# WHAT YOU ARE ASKED TO DO:
Could the lines from the one containing "Target: black iron fence" through the end of the material below be returned exactly, with nothing else?

# INFORMATION:
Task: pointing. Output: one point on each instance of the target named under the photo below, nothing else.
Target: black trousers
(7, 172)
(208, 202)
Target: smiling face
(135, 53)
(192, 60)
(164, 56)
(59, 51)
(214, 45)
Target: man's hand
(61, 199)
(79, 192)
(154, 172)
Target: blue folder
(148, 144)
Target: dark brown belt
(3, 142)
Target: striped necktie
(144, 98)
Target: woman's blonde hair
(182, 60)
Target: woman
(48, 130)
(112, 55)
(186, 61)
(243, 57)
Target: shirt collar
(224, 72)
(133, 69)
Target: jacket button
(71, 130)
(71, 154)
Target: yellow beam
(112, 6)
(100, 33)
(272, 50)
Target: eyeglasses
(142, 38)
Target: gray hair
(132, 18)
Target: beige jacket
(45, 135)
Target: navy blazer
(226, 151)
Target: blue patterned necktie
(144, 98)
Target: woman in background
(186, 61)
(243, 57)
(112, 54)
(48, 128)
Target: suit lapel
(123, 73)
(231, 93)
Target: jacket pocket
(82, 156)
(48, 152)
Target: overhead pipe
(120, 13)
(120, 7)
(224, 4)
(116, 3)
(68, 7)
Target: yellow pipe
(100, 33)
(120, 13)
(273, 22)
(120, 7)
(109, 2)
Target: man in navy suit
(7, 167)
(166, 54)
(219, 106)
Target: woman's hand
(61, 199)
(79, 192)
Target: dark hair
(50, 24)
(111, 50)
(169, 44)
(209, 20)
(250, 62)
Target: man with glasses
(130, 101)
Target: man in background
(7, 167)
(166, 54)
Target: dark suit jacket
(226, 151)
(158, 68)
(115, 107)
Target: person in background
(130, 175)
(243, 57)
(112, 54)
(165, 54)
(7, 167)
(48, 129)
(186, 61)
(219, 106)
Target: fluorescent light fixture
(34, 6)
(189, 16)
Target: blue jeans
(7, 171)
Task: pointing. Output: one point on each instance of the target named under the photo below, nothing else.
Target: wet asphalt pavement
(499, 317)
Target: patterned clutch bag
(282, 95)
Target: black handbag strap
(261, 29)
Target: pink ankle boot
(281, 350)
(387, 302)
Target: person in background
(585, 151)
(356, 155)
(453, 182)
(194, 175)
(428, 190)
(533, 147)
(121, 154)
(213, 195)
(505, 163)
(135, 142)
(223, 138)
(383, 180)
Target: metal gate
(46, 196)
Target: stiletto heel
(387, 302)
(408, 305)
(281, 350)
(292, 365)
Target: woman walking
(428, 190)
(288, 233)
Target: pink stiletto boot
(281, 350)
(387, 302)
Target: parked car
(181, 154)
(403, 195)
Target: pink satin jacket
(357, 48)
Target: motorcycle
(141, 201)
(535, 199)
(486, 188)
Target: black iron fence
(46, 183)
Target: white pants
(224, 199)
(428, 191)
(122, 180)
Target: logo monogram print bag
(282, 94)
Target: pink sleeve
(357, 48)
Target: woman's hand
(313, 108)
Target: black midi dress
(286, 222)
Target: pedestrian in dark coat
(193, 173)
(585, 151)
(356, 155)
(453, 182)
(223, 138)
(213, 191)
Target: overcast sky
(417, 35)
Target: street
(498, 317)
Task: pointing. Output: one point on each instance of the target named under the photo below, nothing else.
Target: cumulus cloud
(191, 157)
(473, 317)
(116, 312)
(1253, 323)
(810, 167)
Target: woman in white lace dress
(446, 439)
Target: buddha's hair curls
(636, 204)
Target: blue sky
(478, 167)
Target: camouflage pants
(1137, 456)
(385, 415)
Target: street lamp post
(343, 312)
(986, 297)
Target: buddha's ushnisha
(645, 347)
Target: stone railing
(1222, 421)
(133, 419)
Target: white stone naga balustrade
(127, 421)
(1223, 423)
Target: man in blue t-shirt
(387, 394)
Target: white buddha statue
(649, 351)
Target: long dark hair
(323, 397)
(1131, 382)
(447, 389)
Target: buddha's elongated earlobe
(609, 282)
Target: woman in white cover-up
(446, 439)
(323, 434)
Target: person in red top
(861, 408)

# PROBLEM SOLUTION:
Target: black iron fence
(46, 183)
Target: white pants
(224, 199)
(428, 191)
(122, 180)
Target: logo monogram print bag
(282, 94)
Target: pink sleeve
(357, 48)
Target: woman's hand
(313, 108)
Target: black midi dress
(286, 222)
Target: pedestrian in dark coat
(193, 173)
(585, 151)
(356, 155)
(453, 182)
(223, 138)
(213, 191)
Target: overcast sky
(417, 35)
Target: street
(498, 317)
Task: pointing. Output: one point on each instance of the target named under the photo below, nothing else.
Target: cumulus cloud
(191, 157)
(473, 317)
(116, 312)
(1253, 323)
(810, 167)
Target: woman in white lace dress
(446, 439)
Target: buddha's hair curls
(636, 204)
Target: blue sky
(478, 167)
Target: camouflage pants
(1137, 456)
(385, 415)
Target: street lamp post
(343, 312)
(986, 297)
Target: buddha's ushnisha
(645, 347)
Target: stone railing
(1222, 421)
(133, 419)
Target: white stone naga balustrade
(127, 421)
(1223, 423)
Target: man in blue t-shirt
(387, 394)
Target: white buddha statue
(649, 351)
Target: long dark hair
(323, 397)
(1131, 382)
(447, 389)
Target: buddha's elongated earlobe
(609, 282)
Target: woman in white cover-up
(446, 439)
(323, 434)
Target: person in red top
(861, 408)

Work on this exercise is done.